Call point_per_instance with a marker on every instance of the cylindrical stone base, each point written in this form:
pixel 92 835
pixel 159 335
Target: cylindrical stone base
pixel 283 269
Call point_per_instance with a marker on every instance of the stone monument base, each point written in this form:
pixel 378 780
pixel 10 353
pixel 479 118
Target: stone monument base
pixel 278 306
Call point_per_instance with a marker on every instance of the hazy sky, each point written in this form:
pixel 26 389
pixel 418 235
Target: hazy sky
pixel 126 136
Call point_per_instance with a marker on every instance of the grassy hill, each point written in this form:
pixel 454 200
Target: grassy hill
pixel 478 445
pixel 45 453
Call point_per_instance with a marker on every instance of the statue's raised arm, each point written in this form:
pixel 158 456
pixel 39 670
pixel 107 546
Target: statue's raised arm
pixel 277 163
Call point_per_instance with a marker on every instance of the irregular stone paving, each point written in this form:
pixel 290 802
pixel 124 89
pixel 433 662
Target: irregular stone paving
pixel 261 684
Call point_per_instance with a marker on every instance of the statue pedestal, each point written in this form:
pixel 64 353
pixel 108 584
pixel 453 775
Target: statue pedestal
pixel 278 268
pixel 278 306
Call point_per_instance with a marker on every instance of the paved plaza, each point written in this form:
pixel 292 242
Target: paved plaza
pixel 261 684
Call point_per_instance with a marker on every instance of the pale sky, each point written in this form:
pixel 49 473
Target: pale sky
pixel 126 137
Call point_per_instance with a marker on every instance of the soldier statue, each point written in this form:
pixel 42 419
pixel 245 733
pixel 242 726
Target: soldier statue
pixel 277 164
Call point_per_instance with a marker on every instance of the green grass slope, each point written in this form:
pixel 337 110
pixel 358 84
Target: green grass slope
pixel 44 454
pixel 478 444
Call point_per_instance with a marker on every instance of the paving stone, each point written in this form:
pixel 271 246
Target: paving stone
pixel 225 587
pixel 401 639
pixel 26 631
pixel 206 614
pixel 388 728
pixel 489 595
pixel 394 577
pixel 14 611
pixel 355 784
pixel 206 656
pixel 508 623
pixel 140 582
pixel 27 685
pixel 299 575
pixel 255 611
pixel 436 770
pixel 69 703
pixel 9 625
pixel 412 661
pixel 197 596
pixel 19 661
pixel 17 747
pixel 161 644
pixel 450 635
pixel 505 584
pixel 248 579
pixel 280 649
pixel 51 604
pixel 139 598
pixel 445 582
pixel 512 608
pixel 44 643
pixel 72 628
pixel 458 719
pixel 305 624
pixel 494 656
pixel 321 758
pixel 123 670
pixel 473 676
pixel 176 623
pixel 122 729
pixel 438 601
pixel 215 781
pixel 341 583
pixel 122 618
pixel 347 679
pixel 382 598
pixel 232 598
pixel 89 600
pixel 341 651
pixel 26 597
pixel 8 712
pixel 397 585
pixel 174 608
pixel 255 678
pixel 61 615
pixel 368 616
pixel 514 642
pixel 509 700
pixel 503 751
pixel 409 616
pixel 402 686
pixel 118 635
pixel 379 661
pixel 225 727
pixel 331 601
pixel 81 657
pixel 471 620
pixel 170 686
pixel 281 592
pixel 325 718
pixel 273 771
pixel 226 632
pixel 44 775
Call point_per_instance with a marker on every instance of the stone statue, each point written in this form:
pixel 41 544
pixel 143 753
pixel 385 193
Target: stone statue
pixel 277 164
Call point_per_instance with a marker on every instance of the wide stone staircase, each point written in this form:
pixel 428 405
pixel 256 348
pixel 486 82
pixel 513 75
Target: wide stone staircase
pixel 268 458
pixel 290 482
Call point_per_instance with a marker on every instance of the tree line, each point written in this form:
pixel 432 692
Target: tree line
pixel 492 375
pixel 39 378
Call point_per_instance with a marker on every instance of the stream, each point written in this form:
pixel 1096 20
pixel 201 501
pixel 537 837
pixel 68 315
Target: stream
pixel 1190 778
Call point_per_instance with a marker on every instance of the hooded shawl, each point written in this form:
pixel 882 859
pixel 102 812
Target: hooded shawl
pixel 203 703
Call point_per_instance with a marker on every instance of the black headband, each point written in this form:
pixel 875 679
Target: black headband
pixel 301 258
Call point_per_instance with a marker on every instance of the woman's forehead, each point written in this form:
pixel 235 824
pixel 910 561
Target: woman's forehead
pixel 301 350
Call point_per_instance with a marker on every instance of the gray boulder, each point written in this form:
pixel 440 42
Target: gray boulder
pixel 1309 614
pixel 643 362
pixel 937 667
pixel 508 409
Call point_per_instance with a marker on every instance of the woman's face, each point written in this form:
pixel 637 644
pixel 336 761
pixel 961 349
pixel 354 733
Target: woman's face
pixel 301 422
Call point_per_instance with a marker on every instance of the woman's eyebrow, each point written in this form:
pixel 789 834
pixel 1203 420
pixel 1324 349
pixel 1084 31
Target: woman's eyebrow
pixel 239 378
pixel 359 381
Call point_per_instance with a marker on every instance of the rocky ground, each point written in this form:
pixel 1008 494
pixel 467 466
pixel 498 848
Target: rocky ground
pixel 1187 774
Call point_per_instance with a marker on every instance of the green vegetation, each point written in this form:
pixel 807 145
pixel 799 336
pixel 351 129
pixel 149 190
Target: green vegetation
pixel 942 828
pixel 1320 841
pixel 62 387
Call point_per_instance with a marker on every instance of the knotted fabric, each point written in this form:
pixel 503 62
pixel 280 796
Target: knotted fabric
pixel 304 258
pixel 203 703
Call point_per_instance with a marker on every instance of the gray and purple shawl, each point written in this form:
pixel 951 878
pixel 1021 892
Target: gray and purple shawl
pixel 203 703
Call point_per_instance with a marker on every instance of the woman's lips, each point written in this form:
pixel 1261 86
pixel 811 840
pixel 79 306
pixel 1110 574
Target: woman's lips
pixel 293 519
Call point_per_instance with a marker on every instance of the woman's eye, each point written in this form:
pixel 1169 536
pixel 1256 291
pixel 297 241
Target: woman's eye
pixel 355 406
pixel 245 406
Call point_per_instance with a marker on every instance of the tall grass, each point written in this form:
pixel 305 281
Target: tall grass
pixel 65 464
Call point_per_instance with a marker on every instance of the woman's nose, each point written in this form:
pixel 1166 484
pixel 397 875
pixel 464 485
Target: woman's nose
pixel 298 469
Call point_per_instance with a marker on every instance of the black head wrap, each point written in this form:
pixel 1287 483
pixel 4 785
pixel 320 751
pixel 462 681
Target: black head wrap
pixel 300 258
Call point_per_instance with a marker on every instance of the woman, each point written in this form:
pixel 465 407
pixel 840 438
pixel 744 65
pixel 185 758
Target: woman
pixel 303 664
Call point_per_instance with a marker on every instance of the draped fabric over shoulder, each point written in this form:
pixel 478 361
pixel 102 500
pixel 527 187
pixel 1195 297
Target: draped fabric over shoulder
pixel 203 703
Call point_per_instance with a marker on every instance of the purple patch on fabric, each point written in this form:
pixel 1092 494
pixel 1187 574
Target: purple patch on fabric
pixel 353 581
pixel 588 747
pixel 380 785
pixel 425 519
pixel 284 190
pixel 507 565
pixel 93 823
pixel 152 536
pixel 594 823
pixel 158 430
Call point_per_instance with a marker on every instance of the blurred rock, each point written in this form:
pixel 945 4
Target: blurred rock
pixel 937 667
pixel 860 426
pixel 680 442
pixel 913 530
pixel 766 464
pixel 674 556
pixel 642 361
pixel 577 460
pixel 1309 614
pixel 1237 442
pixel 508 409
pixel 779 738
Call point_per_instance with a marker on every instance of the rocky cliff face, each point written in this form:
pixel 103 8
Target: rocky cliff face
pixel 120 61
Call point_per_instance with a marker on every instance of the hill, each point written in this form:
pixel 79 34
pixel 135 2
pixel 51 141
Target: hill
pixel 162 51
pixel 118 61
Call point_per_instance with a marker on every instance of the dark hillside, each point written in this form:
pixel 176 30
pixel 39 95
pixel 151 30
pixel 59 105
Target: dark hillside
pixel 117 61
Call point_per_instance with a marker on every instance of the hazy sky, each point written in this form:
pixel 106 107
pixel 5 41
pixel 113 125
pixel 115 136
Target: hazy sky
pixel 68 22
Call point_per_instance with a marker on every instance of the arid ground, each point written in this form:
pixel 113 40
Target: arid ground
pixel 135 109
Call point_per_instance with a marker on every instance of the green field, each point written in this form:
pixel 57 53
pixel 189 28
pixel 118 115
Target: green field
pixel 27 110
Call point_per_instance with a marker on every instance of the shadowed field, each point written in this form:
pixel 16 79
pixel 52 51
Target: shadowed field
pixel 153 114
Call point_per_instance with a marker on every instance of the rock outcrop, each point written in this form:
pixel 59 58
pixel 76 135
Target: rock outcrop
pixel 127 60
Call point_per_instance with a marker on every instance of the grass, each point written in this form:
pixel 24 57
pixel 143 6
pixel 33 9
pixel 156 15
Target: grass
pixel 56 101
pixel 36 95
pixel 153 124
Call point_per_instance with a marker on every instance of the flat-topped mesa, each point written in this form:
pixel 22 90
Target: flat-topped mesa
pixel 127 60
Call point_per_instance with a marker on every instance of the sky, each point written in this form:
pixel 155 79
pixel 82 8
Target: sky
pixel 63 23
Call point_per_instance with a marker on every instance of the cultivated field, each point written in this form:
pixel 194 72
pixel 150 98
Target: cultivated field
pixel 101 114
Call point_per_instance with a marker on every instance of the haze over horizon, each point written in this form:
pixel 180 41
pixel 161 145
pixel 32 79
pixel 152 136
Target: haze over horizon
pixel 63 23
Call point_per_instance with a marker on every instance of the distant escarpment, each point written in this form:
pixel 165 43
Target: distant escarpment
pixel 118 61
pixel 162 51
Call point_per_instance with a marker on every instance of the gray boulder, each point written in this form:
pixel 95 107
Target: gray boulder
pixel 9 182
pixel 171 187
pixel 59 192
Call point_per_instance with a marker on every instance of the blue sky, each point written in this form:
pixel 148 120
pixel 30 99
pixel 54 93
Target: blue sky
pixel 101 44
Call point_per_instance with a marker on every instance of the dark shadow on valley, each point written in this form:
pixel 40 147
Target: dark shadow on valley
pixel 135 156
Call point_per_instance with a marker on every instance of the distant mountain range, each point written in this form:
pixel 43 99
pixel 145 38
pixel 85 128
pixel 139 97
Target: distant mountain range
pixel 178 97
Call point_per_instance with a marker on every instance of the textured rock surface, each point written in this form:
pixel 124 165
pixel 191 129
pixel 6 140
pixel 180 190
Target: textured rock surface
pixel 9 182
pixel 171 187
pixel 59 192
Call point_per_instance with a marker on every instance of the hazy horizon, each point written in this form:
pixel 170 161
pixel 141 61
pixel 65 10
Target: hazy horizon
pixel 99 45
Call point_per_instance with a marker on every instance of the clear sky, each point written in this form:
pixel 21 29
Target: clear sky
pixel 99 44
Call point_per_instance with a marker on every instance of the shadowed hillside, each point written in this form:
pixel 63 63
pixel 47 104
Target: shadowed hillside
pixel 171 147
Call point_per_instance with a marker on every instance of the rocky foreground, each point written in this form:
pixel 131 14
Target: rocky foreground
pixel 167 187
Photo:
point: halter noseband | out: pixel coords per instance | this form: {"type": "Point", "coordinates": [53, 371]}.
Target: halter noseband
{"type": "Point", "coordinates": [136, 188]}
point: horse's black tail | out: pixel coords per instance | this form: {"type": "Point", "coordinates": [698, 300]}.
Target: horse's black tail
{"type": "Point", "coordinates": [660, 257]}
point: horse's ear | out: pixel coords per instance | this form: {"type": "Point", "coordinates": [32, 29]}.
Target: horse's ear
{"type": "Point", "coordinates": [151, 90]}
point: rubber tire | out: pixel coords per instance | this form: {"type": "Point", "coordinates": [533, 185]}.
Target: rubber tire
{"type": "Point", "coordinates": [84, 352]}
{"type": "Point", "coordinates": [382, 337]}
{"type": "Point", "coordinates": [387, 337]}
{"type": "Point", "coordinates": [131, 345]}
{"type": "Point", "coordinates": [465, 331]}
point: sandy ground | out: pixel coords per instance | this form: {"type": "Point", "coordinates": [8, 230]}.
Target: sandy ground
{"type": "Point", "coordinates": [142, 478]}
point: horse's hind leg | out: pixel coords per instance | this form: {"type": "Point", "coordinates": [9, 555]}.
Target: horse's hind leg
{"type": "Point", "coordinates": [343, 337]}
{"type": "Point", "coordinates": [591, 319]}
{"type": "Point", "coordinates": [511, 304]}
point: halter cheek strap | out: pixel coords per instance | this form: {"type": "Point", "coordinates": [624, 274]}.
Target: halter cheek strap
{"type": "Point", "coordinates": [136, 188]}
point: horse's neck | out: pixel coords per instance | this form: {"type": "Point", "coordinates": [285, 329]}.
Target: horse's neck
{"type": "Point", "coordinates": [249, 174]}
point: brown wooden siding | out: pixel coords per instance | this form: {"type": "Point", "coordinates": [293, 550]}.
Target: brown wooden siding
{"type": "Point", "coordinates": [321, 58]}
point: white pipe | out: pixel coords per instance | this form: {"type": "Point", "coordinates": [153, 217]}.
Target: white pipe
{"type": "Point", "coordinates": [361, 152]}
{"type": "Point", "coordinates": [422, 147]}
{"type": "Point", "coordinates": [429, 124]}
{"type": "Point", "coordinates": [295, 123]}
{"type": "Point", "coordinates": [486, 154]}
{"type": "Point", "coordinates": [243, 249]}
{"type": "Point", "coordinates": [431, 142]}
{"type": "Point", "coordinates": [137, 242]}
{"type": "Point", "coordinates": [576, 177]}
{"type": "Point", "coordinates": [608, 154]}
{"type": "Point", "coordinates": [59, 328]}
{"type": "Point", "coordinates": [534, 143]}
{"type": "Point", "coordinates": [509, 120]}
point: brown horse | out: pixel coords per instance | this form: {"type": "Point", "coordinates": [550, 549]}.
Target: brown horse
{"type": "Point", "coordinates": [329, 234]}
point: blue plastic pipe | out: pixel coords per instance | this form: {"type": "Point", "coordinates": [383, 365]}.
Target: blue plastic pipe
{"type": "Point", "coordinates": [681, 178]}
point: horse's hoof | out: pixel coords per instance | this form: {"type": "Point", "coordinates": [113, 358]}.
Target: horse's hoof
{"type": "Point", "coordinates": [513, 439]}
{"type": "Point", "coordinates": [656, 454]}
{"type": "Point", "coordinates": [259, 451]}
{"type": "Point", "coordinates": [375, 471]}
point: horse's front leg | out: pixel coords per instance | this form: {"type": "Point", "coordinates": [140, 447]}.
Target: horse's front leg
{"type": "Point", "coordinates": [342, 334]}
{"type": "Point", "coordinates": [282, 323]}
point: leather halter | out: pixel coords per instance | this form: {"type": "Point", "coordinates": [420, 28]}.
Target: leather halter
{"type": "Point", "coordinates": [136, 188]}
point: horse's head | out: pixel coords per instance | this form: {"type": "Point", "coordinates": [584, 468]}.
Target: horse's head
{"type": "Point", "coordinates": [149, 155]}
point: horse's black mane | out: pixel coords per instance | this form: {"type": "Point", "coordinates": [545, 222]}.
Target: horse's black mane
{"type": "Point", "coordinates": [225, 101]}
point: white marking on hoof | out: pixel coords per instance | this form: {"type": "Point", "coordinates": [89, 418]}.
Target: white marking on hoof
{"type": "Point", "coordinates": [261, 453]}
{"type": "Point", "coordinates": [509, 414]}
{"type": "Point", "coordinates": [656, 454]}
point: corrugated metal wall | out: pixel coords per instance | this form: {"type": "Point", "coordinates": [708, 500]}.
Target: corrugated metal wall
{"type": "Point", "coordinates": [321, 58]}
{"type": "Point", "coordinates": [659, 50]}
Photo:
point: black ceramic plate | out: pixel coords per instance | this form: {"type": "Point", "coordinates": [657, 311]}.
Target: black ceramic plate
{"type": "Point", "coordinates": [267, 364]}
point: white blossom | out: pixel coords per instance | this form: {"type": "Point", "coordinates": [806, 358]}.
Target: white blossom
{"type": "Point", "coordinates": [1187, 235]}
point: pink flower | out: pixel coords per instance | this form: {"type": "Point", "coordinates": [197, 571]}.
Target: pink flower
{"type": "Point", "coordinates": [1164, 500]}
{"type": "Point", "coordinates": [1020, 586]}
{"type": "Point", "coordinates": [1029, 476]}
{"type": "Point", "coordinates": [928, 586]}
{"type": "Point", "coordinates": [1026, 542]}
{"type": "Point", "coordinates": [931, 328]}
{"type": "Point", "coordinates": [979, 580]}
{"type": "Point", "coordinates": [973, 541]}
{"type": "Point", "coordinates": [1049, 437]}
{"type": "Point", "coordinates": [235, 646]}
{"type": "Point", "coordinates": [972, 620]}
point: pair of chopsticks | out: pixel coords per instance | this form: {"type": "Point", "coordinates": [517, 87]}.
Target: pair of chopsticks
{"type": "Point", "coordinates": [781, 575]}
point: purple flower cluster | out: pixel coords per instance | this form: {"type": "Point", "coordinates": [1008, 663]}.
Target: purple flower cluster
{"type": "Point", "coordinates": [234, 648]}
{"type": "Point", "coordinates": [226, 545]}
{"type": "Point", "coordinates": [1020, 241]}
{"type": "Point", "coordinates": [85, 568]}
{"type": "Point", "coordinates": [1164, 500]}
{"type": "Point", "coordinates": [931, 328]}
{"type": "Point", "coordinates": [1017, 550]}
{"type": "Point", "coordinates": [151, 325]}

Task description
Starting at the line containing "woman's face, each" and ending at the line containing "pixel 293 519", write those lines of the records out again with "woman's" renamed to "person's" and nothing else changed.

Output below
Call point_per_instance with a marker on every instance of the person's face, each point written in this form:
pixel 637 644
pixel 336 761
pixel 961 349
pixel 354 733
Target: person's face
pixel 301 422
Call point_per_instance with a marker on every instance of the person's eyebrow, each point written in this form:
pixel 789 834
pixel 1203 420
pixel 1324 349
pixel 1084 31
Target: person's eyebrow
pixel 239 378
pixel 359 381
Call point_per_instance with a marker on every instance of the rocky ground, each point written in this form:
pixel 1008 494
pixel 467 466
pixel 498 848
Target: rocky ground
pixel 1187 774
Call point_per_instance with a marker on every instance of the green vegetation, each point written in this form:
pixel 807 145
pixel 799 336
pixel 351 129
pixel 149 190
Target: green vegetation
pixel 942 828
pixel 1320 841
pixel 62 387
Call point_per_instance with a marker on every instance of the knotted fabric, each point written in this form:
pixel 503 62
pixel 280 796
Target: knotted fabric
pixel 304 258
pixel 203 703
Call point_per_instance with a marker on every instance of the gray and purple shawl, each point written in this form:
pixel 951 878
pixel 1021 892
Target: gray and purple shawl
pixel 203 703
Call point_per_instance with a marker on every instance of the person's lips, each point written in this form:
pixel 1261 86
pixel 811 840
pixel 79 306
pixel 1110 574
Target: person's lips
pixel 293 519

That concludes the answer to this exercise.